YOUR TASKS:
a. Do the following statements agree with the family business history? Answer yes or no for each, quoting the deciding words of the text exactly.
(i) Armando was born along the Amalfi coast of Italy.
(ii) Dino reproduced the gold ring setting in less than one day.
(iii) Tullio and Elisabetta hesitated because they doubted Dino's abilities.
b. Please answer these questions from the family business history:
(i) What did Tullio find his young son surrounded by?
(ii) How many round stones surround the centre stone in the halo setting Armando gives Dino?
(iii) On which road do they open Dino Credit Jewellers?
c. Reproduce everything in the family business history from "So it was that" down to "complete each task.".

TEXT PASSAGE:
1961 Tullio begins to work as a hand engraver; he engraves thousands of lockets, bangle bracelets and pins from the basement of their home. It's not long before his sons Massimo and Dino are working alongside him. Dino is just fourteen years old, and his father and older brother begin to notice his natural talent, creativity and insatiable curiosity.

Once, Tullio came home to find his young son surrounded by a disassembled Bell telephone. Most parents would have been furious--telephones were leased and expensive to own, much less repair or replace. Instead, Tullio asked Dino to put the phone back together when he was finished.

Tullio understood that the only way to make something better and the only way to make yourself better at doing it, was to understand it from every angle.

Creativity means never settling for things as they are; it means challenging yourself to see the world differently.


1960 - 1970

Armando Ruggieri Born along the Italian Amalfi coast, Armando witnessed the turning of a century. He was a small boy when the First World War claimed the continent. Later, he would see fascism replace democracy while the entire world seemed to be fighting for its existence.

He saw destruction, grief and despair--but he also saw hope. Armando came from a long line of craftspeople, those whose skilled hands could create objects of beauty and purpose from raw materials. He couldn't remember a time when the inherent magic of creation didn't inspire his awe.

This was how Armando saw the future: from the very worst can come the very best. He believed one should always strive to bring beauty to life, and for him there was nothing more beautiful than the sunset glow of 18k gold.

So it was that nearly half a century later when one of his oldest friends--now living thousands of kilometers away in Canada--asked him to take his son Dino as an apprentice, Armando did not hesitate. Beauty must be shared to be seen.

1969 Dino travels to Rome to meet his new mentor and spend the next few months training in a traditional Italian workshop. He is barely fifteen. Armando starts small, testing Dino on the basics: saw a straight line, file a flush surface, solder a silver wire. It takes Dino only a few minutes to complete each task.

Armando tries a different tack: he hands Dino a gold ring setting and tells him to reproduce it exactly. It's a classic halo setting--an emerald-shaped centre stone with a dozen round stones surrounding it--completely hand-fabricated, down to the very last claw. It takes Dino the rest of the day and part of the second, but he hands his teacher a perfect reproduction. Armando decides to teach him everything he knows.

1970 Dino returns to Toronto to find that his father’s engraving business is booming. His older brother Massimo convinces Tullio and Elisabetta to expand and open a jewellery shop. He suggests naming the store after his brother who is ten years his junior. Tullio and Elisabetta are hesitant but not because they question Dino's abilities; instead, they wonder whether their clients will trust a teenager with their most prized possessions. Massimo convinces them that the work speaks for itself. They open Dino Credit Jewellers on Plunkett Road.


1970 - 1990

Dino + Massimo

With their children at their side, Tullio and Elisabetta decide it's time to take an early retirement--passing the business on to their sons Massimo and Dino.

ENTRIES SHOWN:

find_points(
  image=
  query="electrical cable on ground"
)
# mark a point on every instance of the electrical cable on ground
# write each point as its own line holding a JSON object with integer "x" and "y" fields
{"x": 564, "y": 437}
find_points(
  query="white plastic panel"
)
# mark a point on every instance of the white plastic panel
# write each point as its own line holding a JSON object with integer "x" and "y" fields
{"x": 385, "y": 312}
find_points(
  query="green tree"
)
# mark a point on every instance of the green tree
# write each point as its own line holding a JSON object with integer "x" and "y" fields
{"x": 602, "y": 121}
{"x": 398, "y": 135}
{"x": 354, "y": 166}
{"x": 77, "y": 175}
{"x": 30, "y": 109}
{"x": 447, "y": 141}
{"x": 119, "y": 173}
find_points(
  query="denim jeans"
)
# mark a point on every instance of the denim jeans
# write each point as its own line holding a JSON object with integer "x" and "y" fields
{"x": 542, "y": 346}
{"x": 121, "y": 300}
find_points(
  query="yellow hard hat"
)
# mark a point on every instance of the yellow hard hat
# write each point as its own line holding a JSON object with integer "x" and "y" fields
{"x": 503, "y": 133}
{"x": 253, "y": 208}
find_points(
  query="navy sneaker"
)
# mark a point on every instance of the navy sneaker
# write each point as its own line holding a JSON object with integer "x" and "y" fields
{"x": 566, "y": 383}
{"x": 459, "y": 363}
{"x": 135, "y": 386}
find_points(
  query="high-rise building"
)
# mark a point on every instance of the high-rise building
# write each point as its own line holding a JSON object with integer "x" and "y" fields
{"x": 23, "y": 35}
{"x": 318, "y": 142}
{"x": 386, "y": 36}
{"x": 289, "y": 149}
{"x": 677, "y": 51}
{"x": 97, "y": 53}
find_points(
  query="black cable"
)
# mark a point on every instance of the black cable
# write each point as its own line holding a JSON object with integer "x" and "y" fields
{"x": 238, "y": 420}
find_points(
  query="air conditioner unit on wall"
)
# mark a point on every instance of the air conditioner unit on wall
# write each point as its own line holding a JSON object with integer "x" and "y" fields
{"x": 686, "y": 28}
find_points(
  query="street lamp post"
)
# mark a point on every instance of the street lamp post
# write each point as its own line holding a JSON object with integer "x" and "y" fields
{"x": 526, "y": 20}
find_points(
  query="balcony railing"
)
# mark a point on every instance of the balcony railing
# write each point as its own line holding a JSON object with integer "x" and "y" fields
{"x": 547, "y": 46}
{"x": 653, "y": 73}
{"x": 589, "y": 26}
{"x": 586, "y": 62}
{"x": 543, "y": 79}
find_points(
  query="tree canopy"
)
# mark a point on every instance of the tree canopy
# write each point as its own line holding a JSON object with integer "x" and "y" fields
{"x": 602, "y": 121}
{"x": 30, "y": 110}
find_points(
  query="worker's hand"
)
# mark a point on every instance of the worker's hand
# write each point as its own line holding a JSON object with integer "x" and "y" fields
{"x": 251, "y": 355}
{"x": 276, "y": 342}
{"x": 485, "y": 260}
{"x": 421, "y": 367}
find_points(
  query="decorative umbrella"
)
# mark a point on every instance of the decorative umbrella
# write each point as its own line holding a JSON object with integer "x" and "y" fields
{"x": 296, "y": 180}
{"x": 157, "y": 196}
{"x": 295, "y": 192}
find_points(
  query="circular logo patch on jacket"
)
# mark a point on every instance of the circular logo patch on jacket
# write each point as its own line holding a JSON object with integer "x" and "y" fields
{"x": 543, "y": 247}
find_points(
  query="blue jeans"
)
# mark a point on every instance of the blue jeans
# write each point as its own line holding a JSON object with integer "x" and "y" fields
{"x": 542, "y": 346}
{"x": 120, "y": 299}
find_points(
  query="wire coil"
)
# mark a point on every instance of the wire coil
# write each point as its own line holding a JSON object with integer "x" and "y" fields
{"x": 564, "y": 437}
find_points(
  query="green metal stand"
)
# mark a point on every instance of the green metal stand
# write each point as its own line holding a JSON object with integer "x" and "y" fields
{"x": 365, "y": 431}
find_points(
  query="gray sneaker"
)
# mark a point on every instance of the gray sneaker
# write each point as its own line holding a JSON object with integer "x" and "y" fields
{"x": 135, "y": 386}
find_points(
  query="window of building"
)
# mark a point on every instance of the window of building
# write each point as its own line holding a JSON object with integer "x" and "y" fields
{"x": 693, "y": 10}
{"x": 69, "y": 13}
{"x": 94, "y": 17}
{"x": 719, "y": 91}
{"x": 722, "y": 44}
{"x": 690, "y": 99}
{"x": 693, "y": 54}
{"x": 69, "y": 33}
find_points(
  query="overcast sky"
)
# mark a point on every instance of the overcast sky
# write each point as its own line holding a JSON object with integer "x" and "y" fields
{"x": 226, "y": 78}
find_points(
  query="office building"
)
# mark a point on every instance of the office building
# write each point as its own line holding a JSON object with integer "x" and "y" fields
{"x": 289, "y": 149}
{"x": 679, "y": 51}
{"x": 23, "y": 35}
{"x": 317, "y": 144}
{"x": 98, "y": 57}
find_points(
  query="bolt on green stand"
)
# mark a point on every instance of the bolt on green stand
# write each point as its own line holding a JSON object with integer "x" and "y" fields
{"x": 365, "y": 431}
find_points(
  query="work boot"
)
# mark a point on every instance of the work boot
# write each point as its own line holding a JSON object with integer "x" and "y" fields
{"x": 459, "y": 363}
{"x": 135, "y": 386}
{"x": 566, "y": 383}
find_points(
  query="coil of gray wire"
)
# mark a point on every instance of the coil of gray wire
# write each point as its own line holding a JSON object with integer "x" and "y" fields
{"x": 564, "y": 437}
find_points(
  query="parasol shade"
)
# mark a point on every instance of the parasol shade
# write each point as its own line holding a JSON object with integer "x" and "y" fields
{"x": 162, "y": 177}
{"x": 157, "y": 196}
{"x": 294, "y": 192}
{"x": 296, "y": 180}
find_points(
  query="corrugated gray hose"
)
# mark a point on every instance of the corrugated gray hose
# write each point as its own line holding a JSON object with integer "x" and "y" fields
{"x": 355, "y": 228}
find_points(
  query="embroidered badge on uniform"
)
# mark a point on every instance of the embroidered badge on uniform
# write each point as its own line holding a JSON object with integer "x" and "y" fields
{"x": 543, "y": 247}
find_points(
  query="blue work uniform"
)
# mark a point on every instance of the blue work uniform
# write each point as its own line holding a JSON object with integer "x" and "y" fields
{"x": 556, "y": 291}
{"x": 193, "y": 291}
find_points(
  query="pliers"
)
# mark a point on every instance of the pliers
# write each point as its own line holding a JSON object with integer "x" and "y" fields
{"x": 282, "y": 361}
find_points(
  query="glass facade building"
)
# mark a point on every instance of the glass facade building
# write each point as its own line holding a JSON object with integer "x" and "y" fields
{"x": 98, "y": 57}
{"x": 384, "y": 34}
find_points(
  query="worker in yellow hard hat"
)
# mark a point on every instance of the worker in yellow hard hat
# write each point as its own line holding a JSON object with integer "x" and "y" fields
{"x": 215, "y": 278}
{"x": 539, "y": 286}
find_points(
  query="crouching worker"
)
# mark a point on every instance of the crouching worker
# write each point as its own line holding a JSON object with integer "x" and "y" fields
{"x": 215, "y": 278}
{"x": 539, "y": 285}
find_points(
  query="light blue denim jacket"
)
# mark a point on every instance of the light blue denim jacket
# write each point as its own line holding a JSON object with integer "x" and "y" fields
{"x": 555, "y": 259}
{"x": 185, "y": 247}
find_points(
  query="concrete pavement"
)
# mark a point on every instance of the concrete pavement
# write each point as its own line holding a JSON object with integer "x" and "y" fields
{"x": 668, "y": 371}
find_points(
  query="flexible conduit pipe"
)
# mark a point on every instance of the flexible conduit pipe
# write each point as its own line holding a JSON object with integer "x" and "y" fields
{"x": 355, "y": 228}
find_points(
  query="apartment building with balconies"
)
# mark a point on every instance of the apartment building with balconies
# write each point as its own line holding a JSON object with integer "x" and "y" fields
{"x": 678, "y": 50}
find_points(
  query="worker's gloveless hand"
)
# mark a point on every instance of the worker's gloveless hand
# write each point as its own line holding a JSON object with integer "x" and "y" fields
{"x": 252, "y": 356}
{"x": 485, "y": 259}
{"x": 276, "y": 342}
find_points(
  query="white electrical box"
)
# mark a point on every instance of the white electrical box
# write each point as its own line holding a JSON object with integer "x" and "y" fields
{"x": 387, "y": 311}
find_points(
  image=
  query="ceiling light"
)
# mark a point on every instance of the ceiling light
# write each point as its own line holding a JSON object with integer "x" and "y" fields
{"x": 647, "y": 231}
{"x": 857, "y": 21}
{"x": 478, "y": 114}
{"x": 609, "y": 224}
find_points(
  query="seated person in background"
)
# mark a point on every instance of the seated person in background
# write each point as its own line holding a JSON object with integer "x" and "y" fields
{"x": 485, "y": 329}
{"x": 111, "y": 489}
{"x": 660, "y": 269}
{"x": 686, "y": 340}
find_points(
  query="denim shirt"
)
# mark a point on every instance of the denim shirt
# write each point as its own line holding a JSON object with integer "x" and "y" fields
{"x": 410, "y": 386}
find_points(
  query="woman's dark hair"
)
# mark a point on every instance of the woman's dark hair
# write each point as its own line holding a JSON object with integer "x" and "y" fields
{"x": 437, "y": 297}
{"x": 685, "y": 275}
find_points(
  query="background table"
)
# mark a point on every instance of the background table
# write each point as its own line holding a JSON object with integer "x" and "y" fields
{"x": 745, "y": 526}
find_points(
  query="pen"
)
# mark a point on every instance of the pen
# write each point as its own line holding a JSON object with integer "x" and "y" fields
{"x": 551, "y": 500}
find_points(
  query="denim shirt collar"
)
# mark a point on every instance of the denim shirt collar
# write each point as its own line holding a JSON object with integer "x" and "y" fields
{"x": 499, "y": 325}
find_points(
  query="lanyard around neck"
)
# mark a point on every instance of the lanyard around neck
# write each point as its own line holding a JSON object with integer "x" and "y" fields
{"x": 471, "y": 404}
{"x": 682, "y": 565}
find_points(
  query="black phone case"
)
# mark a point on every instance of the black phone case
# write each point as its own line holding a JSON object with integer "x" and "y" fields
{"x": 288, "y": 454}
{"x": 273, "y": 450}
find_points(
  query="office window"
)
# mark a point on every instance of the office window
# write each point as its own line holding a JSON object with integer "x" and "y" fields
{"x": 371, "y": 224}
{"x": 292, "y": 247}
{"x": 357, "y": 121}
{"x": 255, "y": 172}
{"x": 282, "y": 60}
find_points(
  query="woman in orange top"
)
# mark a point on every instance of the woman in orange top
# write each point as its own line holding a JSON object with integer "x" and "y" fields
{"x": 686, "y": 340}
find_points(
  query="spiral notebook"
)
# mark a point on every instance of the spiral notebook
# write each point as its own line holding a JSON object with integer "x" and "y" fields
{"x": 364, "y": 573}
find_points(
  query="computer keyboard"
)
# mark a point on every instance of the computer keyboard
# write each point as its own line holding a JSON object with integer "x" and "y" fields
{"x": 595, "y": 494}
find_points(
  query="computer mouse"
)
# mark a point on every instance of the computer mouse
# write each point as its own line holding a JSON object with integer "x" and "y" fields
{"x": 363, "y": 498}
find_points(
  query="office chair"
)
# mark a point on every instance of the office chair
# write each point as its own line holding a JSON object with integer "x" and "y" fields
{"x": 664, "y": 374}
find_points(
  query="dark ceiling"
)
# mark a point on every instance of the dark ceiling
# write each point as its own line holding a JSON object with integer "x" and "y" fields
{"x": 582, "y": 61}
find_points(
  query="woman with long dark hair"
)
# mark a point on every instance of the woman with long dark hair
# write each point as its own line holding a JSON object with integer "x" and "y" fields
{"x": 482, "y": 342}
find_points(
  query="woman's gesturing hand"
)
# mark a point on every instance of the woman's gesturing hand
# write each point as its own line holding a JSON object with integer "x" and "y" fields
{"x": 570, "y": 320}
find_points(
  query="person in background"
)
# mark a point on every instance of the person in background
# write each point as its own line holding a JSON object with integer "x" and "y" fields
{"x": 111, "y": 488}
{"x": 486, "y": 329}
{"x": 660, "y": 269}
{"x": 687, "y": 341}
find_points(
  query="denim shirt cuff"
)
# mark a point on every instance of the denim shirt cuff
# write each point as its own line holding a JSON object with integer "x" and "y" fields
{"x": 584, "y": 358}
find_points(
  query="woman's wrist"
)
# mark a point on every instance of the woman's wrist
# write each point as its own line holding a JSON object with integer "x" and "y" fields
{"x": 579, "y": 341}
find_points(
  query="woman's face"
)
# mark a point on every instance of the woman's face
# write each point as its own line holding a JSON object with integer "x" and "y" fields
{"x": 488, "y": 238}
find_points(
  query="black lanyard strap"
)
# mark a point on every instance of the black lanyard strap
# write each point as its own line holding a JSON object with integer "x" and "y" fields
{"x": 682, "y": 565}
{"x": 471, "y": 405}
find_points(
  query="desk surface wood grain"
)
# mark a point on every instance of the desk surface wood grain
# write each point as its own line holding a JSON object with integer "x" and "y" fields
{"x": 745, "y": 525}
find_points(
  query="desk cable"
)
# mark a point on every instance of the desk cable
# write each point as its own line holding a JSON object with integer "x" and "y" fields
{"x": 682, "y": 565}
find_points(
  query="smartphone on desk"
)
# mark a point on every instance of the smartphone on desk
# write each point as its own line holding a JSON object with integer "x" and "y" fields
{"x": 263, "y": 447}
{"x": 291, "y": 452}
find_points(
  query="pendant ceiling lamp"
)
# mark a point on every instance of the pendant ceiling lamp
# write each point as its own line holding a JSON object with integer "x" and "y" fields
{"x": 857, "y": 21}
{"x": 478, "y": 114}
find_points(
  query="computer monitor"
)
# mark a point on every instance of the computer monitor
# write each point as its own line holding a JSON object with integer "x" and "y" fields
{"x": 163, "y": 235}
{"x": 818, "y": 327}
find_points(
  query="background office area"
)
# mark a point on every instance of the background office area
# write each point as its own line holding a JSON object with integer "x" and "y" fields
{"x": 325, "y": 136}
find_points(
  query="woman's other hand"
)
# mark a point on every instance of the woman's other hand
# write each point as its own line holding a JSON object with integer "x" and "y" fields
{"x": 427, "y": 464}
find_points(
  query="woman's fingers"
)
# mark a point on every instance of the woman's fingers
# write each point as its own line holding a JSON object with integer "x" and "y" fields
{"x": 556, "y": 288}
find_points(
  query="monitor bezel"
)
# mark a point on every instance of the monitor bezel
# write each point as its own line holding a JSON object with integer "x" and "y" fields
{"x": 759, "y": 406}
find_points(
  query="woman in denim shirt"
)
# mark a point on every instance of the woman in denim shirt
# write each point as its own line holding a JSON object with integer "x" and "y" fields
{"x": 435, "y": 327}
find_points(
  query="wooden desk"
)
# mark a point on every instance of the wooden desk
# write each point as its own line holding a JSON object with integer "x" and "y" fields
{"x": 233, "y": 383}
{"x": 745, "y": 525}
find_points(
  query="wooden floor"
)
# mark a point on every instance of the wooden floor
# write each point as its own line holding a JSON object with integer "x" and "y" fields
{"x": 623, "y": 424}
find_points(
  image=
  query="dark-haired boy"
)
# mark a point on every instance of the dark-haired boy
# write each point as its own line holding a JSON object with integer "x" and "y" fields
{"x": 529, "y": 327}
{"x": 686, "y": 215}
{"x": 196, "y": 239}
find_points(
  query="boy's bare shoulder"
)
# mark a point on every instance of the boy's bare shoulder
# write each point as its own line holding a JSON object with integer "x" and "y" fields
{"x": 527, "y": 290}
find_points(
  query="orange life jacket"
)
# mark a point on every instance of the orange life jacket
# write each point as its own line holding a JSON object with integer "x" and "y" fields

RESULTS:
a.
(i) Yes: "Born along the Italian Amalfi coast"
(ii) No: "It takes Dino the rest of the day and part of the second"
(iii) No: "Tullio and Elisabetta are hesitant but not because they question Dino's abilities"

b.
(i) A disassembled Bell telephone.
(ii) A dozen.
(iii) Plunkett Road.

c.
So it was that nearly half a century later when one of his oldest friends--now living thousands of kilometers away in Canada--asked him to take his son Dino as an apprentice, Armando did not hesitate. Beauty must be shared to be seen.

1969 Dino travels to Rome to meet his new mentor and spend the next few months training in a traditional Italian workshop. He is barely fifteen. Armando starts small, testing Dino on the basics: saw a straight line, file a flush surface, solder a silver wire. It takes Dino only a few minutes to complete each task.